== Estratto della pagina ==

Nelle imprese familiari succede spesso che tutto il controllo gestionale sia esercitato dal solo titolare. Simili comportamenti vanno a discapito di strategie innovative ed efficienti e della concorrenza. Con conseguenze su tutta l’economia.

Diventare imprenditori per esercitare il controllo sugli altri

Il tema della motivazione imprenditoriale, in particolare il desiderio di esercitare il controllo sugli altri, assume una rilevanza centrale nel contesto della performance delle imprese e delle dinamiche di innovazione. In un recente articolo esploriamo come la propensione degli imprenditori a esercitare il controllo gestionale possa condurre a pratiche manageriali centralizzate, in particolare nelle imprese familiari, spesso a discapito di strategie innovative ed efficienti e della concorrenza.

La letteratura sulla motivazione imprenditoriale evidenzia come molti imprenditori siano spinti da incentivi non monetari, tra cui il desiderio di esercitare il controllo sugli altri.

Secondo la teoria di David McClelland, la volontà di esercitare controllo sugli altri costituisce una delle principali motivazioni del comportamento umano, inclusa la scelta occupazionale. Per individui con queste caratteristiche, la decisione di avviare un’impresa rappresenta il modo più diretto per veder realizzata la volontà di controllo. Condizione affinché ciò si concretizzi, soprattutto nel caso delle imprese familiari, è la scelta di una struttura organizzativa dove le decisioni sono centralizzate nelle mani del capo dell’impresa o del nucleo familiare.

Le imprese familiari italiane

In Italia, le imprese familiari con management interamente familiare sono ben il 49 per cento di quelle manifatturiere, I risultati del nostro studio mostrano che, a prescindere dal settore di attività e dalla loro dimensione, hanno una maggiore probabilità di adottare strutture decisionali centralizzate, dove è l’amministratore che prende la maggior parte delle decisioni. Nello specifico, stimiamo una probabilità che va dal 6 all’11 per cento in più di ricorrere a questo modello decisionale.

Il 90 per cento delle imprese a management interamente familiare adottano strutture centralizzate e rischiano, per questo motivo, di rimanere piccole e di non innovare rispetto a quelle che utilizzano modelli più decentralizzati, basati sulla delega.

Come riportato nella figura 1, le imprese familiari con una gestione centralizzata tendono a essere meno propense a investire in ricerca e sviluppo e a innovare in termini di prodotti, processi e brevetti. Di conseguenza, possono finire per essere meno competitive sul mercato, soprattutto nei settori ad alta intensità tecnologica o con forti pressioni concorrenziali.

===
== Dati registrati ==

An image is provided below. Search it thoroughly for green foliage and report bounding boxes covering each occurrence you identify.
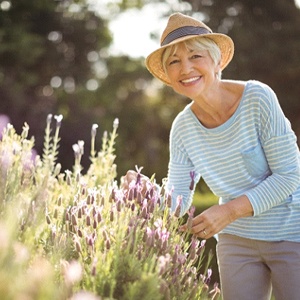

===

Azioni da svolgere.
1 > Si elenchino gli ambiti in cui, secondo l'estratto sulle imprese familiari, le imprese familiari a gestione centralizzata tendono a essere meno propense a innovare.
2 > Si prosegua il testo sulle imprese familiari a partire dalla sua ultima frase.
Il materiale non ha alcun ruolo in questa parte.

Problemi risolti.
1 > Prodotti, processi, brevetti.

2 >
Figura 1 – Quota di imprese che svolgono attività innovative per tipologia di management e modello decisionale

Fonte: elaborazioni su dati Efige

Il risultato non dipende dal settore di attività o dalla dimensione di impresa. Infatti, è vero che le imprese a management familiare sono più concentrate nei settori tradizionali, meno innovativi e sono in media più piccole. Tuttavia, la figura 2 mostra che l’utilizzo di un modello decisionale centralizzato continua a essere associato a una minore propensione all’attività innovativa, anche al netto delle caratteristiche delle imprese.

Figura 2 – Stima della probabilità di svolgere attività innovativa sulla base del modello decisionale

Fonte: elaborazioni su dati Efige

Rischi di concorrenza sleale

In questo contesto, potrebbe sorgere anche il rischio di comportamenti che generano concorrenza sleale. Le imprese meno efficienti, non solo quelle familiari, potrebbero essere tentate di ricorrere a pratiche illecite per mantenere la propria posizione sul mercato. L’evasione fiscale e contributiva, così come il ricorso al lavoro sommerso, diventano strumenti per contenere i costi operativi e competere con imprese più innovative e performanti. Questa condizione genera dinamiche concorrenziali distorte, dove le imprese meno efficienti, pur non essendo competitive sul piano dell’innovazione e della gestione, riescono a sopravvivere attraverso pratiche illecite, alterando il mercato e penalizzando le imprese che operano nel rispetto delle regole.

Le politiche industriali e fiscali dovrebbero perciò intervenire per limitare il rischio di concorrenza sleale e incentivare le imprese, in particolare quelle familiari, ad adottare modelli di gestione più efficienti e orientati all’innovazione. Una possibile direzione è quella di promuovere la professionalizzazione della gestione nelle imprese familiari, favorendo l’inserimento di manager esterni e incoraggiando la decentralizzazione delle decisioni.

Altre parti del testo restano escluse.